> Objective 1
Translate this sentence from the pandas notebook introduction into Spanish: "As a historical note, Pandas was inspired by R dataframes and R's "tidyverse" libraries for data science."
> Objective 2
Reproduce word for word everything in the pandas notebook introduction from "In this notebook" down to "for data science.".

--- Text provided ---

In this notebook we'll explore some more advanced features of two popular Python libraries:
- [pandas](https://pandas.pydata.org/): **P**ytho**N** **DA**ta **S**cience Library is essentially a wrapper for [numpy](https://numpy.org/) that provides really useful tools for bookkeeping and manipulating data.  If you're familiar with [`data.frame`](https://www.rdocumentation.org/packages/base/versions/3.6.2/topics/data.frame) objects or the [`plyr`](https://www.rdocumentation.org/packages/plyr/versions/1.8.6) or [`dplyr`](https://dplyr.tidyverse.org/) libraries in R, you'll see lots of similarities to Pandas `DataFrame` objects and how to work with them.  As a historical note, Pandas was inspired by R dataframes and R's "[tidyverse](https://www.tidyverse.org/)" libraries for data science.

--- Provided information ---

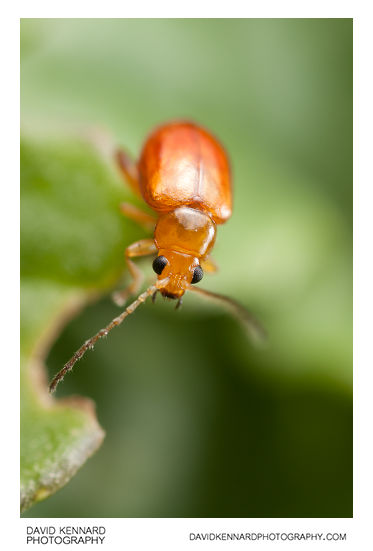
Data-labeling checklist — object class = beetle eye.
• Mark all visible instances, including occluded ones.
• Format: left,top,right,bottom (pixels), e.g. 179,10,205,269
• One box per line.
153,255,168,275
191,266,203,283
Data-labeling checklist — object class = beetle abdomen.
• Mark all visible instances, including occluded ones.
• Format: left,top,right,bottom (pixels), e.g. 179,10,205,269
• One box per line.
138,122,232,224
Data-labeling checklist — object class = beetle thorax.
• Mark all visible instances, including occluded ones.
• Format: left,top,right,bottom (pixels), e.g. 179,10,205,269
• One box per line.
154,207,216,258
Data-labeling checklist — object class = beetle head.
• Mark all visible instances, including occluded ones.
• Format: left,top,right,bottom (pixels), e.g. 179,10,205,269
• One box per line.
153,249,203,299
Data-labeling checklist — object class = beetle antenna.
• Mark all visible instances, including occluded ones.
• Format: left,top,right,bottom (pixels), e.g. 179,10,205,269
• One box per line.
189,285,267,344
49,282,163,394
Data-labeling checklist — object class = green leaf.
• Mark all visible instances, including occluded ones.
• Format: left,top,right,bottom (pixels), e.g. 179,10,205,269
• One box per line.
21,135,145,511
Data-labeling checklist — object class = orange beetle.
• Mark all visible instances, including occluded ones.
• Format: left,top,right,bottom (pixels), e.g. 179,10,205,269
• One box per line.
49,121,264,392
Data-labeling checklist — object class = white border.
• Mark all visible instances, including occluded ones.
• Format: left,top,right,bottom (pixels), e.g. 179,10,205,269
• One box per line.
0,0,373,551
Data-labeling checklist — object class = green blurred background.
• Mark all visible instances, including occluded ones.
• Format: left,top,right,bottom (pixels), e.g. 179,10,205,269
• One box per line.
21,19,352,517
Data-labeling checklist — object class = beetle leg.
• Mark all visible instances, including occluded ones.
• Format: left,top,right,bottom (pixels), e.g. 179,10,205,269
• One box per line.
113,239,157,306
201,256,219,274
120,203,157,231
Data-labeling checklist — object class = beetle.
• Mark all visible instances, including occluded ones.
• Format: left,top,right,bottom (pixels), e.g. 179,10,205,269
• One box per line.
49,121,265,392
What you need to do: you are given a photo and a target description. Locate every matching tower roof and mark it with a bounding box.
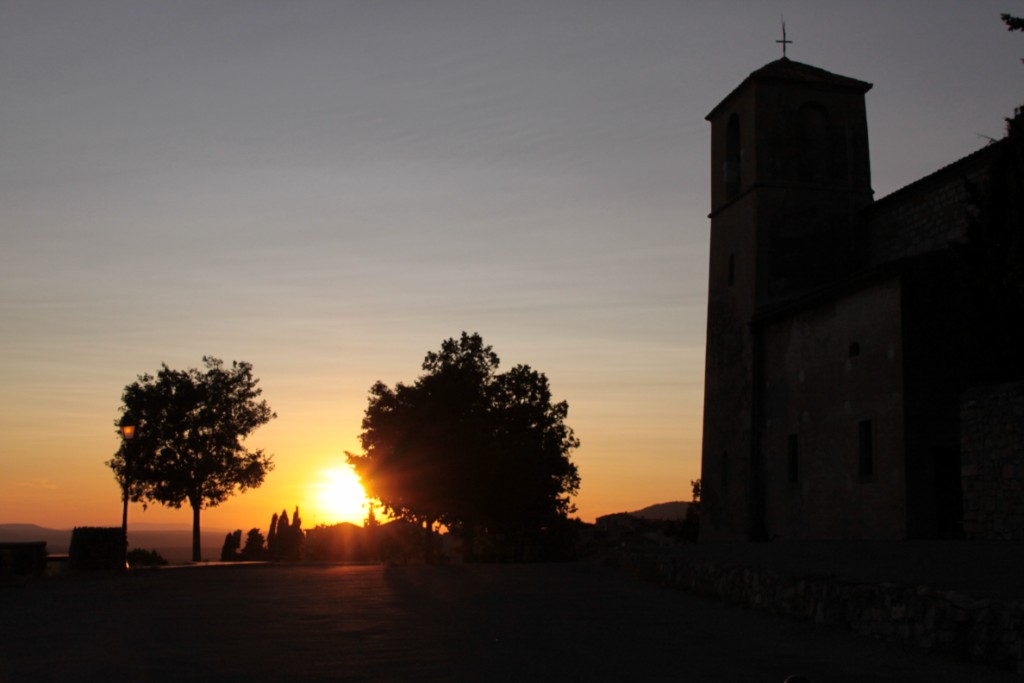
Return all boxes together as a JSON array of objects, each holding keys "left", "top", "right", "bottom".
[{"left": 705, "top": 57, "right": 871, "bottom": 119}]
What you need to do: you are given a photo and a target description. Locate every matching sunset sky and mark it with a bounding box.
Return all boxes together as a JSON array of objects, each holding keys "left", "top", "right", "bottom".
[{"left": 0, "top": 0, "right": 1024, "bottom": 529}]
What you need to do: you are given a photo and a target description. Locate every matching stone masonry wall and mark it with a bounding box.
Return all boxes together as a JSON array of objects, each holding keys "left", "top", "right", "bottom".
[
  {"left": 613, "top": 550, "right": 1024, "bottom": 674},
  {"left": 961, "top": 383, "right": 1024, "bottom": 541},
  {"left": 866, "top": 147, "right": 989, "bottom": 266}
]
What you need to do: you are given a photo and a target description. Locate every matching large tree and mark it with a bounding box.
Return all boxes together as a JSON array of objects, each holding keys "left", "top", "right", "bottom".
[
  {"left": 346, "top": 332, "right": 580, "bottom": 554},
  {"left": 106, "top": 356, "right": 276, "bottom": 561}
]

---

> Correct output 1
Como nota histórica, Pandas se inspiró en los dataframes de R y en las bibliotecas "tidyverse" de R para la ciencia de datos.

> Correct output 2
In this notebook we'll explore some more advanced features of two popular Python libraries:
- [pandas](https://pandas.pydata.org/): **P**ytho**N** **DA**ta **S**cience Library is essentially a wrapper for [numpy](https://numpy.org/) that provides really useful tools for bookkeeping and manipulating data.  If you're familiar with [`data.frame`](https://www.rdocumentation.org/packages/base/versions/3.6.2/topics/data.frame) objects or the [`plyr`](https://www.rdocumentation.org/packages/plyr/versions/1.8.6) or [`dplyr`](https://dplyr.tidyverse.org/) libraries in R, you'll see lots of similarities to Pandas `DataFrame` objects and how to work with them.  As a historical note, Pandas was inspired by R dataframes and R's "[tidyverse](https://www.tidyverse.org/)" libraries for data science.